_依頼内容 1_. 一覧のうち、"Would you mind pointing out the green plant"を含む行から一覧の最後の行までを、両端の行も含めてそのまま書き写すこと。

_出典文書_.
==================================================

注:記事中に登場する人名・地名は、必要に応じて仮名を使用しています。
「その人形を7日間持っていられれば、願いが叶う」
そんな話を聞いたのは、大学時代の友人たちとのリモート飲み会の席上だった。
参加者の1人で、北関東某県の公立高校で教師をしている清水原という男が、突然そんなことを言い出した。
彼の勤める学校で、その人形をめぐり、ちょっとした騒ぎが起こっているという。なんだか好奇心をそそられる話だ。ぜひ詳しく聞きたかったが、残念ながらその場では別の話題に流されてしまった。
そこで後日、清水原と1対1で詳しい話を聞くことにした。
※清水原(画面左)。公務員である彼の立場を考え顔にボカシを入れている。
(筆者)「すまんね、忙しいところ。で、なんだっけ?『7日間持ってると願いが叶う人形』?」
「そうそう、女子生徒が学校に持ってきてさ。見た目がちょっと不気味な人形だったもんで、生徒たちが騒いじゃって」
と言って送られてきたのが、冒頭にも載せたこの写真だ。
「で、そのあとが大変でさ。なんせ、人が2人もいなくなっちゃったもんだから」
「え?……ちょ、ちょっと待って、順を追って話してくれる?」
人が2人消えた? いきなりの急展開だ。
彼自身も混乱しているようで、話はなかなか要領を得なかったが、まとめるとこういうことのようだった。
・女子生徒たちの間で、「7日間持っていられれば願いが叶う人形」という噂話が広まる。
・ある女子生徒(個人情報のため名前はオフレコでも言えないとのことで、清水原の言葉を借りて”生徒A”とする)が、ある日突然その人形を学校に持ってきた。
・生徒Aが常に人形を持ち歩くので、噂を知らない生徒にまで人形の話が広まり、日に日に騒ぎが大きくなった。
・見かねた生活指導担当の教師・高東が、生徒Aから人形を没収した。生徒Aは人形を返すように泣き叫んで訴え、その様子を清水原を含めた大勢が目撃している。
・生徒Aは、それ以来学校に来ておらず、家にも帰っていない。
「高東先生は没収した人形を自宅に持ち帰ったみたいなんだけど、その翌週ぐらいから高東先生も学校に来なくなっちゃったの。ずっーと無断欠勤状態」
つまり、人形を所持した人間が連続で2人消えてしまったことになる。
「警察には?」
「生徒Aはもともと、なんというか、素行が悪かったんだよ。だから母親が『どっかの男の家にでも転がり込んでる』って決めつけてるみたいで、特に探してないらしい。高東先生は県外に住んでるご両親が心配して、捜索願を出してる」

==================================================

_依頼内容 2_. 人形をめぐる記事にある次の一文を英語に訳すこと:「つまり、人形を所持した人間が連続で2人消えてしまったことになる。」

_記録データ_.
==================================================

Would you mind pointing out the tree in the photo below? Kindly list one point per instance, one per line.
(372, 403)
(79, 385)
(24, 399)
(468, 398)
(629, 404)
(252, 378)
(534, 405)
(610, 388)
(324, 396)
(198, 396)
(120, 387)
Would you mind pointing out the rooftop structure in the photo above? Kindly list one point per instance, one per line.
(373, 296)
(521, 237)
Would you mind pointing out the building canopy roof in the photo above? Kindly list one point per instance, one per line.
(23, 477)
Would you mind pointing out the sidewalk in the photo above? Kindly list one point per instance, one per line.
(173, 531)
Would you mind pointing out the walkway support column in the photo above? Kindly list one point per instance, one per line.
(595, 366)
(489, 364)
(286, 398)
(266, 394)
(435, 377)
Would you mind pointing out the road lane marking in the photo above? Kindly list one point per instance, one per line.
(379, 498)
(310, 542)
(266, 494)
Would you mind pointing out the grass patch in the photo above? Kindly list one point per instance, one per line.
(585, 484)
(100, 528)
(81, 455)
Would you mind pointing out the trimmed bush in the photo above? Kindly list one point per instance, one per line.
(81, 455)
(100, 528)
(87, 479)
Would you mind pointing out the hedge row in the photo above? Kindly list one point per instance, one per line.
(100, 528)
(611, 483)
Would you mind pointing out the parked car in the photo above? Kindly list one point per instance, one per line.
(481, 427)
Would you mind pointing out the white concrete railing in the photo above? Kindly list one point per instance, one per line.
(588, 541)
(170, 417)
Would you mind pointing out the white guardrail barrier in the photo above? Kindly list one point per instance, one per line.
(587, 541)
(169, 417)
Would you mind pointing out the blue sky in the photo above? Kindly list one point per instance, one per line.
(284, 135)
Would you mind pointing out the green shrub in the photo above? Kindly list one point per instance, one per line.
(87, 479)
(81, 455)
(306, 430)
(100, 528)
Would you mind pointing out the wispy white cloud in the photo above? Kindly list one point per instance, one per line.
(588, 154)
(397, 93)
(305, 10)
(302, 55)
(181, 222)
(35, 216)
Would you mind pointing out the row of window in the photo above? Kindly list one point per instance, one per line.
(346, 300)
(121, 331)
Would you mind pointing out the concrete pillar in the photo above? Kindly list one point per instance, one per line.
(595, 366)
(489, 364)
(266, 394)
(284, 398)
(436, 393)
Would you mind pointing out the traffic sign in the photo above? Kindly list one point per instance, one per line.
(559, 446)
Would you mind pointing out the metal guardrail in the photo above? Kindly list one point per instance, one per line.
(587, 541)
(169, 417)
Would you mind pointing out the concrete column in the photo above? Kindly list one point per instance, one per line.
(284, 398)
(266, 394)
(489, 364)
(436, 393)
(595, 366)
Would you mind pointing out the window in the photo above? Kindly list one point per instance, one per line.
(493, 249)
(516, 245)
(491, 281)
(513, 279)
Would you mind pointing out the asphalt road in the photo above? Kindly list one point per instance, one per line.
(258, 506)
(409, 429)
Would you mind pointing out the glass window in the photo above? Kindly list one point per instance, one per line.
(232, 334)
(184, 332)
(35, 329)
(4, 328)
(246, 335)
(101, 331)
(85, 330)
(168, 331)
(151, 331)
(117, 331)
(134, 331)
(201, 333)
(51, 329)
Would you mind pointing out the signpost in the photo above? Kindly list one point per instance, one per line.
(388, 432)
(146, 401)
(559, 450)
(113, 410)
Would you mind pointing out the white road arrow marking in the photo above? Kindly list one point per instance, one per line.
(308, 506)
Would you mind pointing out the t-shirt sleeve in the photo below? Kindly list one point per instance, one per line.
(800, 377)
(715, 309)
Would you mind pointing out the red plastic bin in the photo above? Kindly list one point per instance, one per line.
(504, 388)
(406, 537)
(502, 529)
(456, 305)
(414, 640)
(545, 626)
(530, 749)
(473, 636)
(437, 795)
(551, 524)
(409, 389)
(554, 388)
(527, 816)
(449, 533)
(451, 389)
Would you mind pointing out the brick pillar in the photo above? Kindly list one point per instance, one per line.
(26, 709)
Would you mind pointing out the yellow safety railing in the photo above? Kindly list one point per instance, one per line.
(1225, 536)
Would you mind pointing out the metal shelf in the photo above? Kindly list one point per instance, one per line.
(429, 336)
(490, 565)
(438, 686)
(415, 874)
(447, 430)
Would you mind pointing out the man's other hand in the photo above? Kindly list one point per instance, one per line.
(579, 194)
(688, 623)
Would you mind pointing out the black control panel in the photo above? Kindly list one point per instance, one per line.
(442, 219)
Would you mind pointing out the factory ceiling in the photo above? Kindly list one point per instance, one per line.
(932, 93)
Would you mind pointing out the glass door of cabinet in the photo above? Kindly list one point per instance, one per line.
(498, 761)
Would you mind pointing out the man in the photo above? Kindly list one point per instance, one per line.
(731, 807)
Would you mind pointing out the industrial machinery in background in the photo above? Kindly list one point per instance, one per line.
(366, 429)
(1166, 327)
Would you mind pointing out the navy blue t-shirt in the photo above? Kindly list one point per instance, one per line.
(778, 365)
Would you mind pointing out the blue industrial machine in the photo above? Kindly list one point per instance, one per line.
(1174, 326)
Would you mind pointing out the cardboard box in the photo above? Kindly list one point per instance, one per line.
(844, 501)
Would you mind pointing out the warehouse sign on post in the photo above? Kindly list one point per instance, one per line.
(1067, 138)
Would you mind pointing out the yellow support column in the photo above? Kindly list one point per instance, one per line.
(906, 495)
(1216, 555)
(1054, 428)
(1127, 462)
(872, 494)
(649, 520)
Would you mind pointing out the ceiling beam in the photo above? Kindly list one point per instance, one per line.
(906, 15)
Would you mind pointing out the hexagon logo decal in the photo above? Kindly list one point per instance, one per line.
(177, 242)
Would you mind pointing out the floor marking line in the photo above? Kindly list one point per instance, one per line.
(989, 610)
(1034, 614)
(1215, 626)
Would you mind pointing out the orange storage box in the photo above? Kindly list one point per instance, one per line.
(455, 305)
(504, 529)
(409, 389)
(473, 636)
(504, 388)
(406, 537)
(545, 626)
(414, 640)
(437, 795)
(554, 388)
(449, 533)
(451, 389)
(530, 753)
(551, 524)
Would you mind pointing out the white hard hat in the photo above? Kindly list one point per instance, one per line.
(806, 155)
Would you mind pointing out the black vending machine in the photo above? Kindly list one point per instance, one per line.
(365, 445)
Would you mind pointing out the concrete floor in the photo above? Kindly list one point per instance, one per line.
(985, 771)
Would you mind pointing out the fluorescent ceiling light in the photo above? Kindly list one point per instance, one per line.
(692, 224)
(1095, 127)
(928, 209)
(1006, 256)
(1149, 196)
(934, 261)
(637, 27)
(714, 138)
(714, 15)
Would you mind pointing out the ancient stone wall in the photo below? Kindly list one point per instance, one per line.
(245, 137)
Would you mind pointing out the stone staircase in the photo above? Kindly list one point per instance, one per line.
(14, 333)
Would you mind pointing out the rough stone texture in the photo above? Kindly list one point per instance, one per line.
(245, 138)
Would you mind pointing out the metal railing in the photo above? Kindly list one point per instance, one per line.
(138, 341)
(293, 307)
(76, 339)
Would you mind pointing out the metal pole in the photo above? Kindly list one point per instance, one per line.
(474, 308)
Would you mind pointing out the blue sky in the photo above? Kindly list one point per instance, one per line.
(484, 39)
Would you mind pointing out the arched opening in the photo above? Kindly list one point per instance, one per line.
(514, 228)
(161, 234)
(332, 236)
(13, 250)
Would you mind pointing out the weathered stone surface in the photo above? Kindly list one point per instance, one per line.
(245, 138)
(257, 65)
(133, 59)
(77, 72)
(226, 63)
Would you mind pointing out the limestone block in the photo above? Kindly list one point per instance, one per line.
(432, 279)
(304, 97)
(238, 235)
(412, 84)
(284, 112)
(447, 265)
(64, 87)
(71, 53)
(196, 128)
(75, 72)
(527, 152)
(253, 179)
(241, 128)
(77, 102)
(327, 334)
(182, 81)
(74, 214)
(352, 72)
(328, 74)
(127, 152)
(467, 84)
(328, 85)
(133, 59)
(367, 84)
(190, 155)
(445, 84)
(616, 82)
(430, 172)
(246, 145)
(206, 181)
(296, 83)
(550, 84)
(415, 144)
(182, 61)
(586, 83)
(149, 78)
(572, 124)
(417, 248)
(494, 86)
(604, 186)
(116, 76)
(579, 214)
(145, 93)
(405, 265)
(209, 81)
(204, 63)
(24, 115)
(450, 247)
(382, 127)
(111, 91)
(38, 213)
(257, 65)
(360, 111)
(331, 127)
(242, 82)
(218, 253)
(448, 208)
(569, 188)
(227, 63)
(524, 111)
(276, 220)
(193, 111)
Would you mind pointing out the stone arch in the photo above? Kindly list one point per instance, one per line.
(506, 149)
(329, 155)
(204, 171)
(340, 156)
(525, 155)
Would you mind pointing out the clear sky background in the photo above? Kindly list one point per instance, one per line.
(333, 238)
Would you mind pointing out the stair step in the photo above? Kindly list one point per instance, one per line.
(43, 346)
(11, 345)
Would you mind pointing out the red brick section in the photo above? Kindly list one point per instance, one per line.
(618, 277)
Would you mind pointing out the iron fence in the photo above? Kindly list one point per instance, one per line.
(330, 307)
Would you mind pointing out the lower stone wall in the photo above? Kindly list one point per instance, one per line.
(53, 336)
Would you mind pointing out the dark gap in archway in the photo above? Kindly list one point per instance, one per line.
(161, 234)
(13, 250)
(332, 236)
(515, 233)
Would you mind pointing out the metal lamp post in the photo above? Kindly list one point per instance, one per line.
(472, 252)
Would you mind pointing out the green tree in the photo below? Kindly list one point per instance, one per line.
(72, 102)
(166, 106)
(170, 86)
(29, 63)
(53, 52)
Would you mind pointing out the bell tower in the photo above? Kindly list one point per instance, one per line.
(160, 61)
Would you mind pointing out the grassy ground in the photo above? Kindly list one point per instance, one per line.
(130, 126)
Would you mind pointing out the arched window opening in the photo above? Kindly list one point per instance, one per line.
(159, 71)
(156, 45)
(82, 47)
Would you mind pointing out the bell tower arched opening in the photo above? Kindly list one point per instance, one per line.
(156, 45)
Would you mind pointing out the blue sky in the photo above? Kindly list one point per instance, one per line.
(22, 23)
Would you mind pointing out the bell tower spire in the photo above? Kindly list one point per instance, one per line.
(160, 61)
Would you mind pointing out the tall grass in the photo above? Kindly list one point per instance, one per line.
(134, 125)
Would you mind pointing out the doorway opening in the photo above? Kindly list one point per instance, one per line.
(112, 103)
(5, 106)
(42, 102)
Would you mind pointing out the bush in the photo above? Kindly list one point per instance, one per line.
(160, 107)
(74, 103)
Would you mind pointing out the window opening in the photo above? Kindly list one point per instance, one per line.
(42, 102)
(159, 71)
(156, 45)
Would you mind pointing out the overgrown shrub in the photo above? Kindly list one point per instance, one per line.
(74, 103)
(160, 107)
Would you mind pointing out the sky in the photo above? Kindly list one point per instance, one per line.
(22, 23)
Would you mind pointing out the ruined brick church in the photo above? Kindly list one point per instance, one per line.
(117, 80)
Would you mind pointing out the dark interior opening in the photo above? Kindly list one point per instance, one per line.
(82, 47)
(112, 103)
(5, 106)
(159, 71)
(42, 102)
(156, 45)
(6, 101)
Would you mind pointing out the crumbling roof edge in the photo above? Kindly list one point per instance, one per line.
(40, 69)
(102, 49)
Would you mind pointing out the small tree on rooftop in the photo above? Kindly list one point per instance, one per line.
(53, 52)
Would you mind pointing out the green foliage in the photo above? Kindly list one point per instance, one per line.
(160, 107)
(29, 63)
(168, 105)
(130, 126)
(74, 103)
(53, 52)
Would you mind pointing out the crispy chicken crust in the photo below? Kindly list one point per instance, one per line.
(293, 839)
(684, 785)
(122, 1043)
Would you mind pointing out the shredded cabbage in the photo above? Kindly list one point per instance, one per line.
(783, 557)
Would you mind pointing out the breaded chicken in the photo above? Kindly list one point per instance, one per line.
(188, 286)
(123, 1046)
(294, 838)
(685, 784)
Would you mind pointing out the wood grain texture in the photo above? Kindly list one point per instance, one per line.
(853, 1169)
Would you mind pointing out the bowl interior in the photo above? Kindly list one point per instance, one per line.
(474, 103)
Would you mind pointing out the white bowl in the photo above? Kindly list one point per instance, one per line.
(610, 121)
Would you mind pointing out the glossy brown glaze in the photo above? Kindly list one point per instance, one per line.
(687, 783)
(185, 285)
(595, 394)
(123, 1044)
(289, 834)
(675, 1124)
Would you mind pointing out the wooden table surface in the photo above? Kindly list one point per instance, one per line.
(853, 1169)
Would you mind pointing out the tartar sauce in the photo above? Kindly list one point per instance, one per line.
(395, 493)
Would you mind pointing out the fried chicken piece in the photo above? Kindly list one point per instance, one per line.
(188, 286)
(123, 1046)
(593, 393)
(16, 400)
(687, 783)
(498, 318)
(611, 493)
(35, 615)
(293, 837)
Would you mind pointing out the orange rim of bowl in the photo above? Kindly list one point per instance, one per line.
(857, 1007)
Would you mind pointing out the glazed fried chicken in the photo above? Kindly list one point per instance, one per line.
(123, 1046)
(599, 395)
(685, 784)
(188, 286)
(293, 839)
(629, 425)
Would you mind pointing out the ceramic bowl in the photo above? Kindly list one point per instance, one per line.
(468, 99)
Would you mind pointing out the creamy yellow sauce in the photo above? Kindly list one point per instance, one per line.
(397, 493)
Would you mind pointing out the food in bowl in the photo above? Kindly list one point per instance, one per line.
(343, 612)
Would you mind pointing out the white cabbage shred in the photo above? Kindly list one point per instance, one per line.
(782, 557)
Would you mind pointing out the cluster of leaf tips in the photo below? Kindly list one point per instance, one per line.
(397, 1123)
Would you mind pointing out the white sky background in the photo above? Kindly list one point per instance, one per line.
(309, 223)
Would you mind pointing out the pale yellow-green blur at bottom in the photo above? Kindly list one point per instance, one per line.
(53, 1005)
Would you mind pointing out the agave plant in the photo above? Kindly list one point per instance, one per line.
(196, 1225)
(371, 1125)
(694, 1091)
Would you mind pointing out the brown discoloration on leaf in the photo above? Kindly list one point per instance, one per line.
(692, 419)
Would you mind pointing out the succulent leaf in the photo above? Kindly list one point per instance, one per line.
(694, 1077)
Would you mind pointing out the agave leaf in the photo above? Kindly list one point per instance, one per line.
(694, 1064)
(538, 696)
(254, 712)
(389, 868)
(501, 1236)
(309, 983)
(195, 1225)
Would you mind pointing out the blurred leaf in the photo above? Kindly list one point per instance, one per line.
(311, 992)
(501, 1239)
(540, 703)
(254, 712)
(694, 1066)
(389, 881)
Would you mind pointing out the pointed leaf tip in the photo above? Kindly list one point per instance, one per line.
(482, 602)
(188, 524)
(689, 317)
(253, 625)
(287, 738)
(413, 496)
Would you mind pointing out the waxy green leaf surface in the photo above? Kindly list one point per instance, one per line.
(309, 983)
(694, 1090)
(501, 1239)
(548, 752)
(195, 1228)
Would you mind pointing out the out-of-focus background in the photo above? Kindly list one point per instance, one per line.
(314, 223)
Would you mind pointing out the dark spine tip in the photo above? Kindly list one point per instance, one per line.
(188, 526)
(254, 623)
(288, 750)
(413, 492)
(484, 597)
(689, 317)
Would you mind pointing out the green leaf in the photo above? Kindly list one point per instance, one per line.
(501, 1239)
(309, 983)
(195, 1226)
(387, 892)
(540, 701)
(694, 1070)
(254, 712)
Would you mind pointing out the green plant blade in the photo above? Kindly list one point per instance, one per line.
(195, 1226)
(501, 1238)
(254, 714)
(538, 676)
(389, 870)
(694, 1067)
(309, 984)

==================================================

_結果 1_.
Would you mind pointing out the green plant blade in the photo above? Kindly list one point per instance, one per line.
(195, 1226)
(501, 1238)
(254, 714)
(538, 676)
(389, 870)
(694, 1067)
(309, 984)

_結果 2_. In other words, two people who had the doll in their possession had disappeared one after the other.